Dataset extract —
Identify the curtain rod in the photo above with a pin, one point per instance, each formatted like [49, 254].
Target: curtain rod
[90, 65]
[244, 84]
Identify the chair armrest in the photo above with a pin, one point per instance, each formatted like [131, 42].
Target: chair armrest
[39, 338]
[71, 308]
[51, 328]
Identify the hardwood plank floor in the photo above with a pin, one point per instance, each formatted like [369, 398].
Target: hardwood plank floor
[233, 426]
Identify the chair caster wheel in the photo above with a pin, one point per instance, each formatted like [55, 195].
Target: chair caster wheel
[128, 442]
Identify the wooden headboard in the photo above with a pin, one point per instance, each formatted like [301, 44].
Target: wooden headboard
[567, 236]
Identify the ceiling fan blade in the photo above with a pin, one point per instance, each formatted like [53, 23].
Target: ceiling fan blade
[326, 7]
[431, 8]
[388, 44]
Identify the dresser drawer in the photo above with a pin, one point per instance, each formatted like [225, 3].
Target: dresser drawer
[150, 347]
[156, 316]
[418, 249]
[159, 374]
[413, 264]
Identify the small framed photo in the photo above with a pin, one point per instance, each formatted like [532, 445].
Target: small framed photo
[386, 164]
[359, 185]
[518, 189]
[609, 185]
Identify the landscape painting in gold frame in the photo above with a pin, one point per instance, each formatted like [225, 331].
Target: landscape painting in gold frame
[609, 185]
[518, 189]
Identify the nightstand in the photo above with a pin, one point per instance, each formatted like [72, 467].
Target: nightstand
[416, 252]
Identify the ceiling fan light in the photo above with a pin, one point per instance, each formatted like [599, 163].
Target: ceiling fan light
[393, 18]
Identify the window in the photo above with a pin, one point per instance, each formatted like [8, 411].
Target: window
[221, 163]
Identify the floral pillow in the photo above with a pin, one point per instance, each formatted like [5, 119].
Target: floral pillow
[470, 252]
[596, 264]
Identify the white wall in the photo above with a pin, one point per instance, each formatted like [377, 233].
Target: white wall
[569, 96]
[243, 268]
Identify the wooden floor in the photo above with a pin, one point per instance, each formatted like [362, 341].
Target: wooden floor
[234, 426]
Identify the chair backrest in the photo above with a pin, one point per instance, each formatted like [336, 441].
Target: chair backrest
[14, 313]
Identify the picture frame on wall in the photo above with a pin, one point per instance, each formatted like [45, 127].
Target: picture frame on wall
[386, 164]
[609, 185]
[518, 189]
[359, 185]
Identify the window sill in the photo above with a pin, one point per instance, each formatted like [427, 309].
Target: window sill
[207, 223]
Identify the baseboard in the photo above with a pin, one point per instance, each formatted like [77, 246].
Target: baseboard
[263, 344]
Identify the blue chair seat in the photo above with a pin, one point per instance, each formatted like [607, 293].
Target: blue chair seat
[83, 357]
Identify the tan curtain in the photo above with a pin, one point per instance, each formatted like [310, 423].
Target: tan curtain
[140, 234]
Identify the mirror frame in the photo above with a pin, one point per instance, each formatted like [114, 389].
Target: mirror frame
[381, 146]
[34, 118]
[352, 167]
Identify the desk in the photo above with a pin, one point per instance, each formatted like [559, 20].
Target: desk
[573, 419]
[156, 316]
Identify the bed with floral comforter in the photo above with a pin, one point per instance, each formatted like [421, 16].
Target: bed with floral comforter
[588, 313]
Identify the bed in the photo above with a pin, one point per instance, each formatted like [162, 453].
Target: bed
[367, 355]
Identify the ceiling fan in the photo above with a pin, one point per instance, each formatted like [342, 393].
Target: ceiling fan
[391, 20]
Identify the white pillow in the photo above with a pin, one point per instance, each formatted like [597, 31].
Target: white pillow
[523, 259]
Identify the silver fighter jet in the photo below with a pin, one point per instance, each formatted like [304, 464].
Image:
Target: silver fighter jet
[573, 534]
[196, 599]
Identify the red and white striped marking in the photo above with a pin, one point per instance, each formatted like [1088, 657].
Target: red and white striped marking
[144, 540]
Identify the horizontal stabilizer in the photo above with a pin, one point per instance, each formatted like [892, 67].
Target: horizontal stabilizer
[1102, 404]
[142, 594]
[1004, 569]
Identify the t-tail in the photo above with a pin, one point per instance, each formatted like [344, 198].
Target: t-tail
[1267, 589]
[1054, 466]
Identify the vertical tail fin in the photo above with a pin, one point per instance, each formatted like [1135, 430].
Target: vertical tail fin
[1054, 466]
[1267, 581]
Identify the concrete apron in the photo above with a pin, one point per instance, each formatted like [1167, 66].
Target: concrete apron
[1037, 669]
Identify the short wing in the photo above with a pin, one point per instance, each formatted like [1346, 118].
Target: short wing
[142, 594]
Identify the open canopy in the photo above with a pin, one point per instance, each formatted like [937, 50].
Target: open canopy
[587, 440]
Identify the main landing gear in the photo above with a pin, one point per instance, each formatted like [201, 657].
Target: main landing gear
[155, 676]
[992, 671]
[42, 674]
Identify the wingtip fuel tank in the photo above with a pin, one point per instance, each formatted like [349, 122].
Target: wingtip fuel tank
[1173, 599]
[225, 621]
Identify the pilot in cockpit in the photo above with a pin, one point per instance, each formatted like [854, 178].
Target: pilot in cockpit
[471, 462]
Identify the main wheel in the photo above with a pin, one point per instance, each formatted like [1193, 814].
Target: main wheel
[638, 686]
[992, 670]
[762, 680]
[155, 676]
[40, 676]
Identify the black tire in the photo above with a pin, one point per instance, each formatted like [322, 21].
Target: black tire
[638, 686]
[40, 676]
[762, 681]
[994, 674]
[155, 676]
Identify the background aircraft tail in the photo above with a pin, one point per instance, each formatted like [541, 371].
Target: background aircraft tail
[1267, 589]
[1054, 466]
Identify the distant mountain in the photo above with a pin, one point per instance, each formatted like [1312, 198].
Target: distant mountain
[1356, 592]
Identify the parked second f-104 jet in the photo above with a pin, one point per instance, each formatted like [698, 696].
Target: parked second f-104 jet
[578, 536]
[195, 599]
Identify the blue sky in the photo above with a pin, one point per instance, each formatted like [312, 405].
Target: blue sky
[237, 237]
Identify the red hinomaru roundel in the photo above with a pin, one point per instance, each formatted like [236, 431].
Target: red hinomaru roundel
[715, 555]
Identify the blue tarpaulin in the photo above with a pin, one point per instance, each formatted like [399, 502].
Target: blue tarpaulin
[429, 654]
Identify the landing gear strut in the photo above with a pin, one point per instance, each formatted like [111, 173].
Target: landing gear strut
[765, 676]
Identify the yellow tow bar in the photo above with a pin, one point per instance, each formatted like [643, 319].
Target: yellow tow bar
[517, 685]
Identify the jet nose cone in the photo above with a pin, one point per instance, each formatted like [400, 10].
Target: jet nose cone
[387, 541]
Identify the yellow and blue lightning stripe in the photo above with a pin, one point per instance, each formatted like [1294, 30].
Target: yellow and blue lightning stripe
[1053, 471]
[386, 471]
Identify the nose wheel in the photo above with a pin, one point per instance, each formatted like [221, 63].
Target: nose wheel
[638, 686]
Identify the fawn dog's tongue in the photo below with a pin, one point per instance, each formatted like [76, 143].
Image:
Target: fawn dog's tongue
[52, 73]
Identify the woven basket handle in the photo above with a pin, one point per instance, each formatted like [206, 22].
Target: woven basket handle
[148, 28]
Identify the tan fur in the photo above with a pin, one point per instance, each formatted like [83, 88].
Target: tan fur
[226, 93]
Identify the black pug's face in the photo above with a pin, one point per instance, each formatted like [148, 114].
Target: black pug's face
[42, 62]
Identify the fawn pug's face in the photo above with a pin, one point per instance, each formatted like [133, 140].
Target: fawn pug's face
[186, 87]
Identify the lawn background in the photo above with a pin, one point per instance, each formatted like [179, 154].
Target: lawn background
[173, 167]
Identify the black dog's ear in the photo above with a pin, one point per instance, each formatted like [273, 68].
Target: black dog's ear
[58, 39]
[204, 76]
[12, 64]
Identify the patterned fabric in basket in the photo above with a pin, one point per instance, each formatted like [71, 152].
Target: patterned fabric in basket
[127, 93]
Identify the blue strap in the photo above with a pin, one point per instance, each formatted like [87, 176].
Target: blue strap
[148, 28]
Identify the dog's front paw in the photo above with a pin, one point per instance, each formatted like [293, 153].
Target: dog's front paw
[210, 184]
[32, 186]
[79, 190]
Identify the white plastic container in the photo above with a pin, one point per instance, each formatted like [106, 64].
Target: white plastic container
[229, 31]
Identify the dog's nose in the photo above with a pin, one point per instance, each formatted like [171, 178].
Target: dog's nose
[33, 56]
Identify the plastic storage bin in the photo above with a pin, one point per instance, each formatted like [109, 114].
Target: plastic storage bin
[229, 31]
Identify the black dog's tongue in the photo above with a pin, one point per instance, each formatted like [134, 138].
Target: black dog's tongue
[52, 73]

Task prompt — Look above for the line containing "Target: chair caster wheel" and the line containing "Identify the dresser". Transcribe both, with the lines between them, exactly.

Response area —
Target: chair caster wheel
[128, 442]
Identify the wooden headboard in the photo above with a pin, one point per instance, each formatted like [301, 44].
Target: wooden headboard
[567, 236]
Identify the ceiling fan blade in the photo above with a pin, one point per instance, each formatted like [53, 23].
Target: ceiling fan blade
[326, 7]
[431, 8]
[388, 44]
Identify the dresser drawer in the photo above with a pin, one point per instance, each formatted like [225, 3].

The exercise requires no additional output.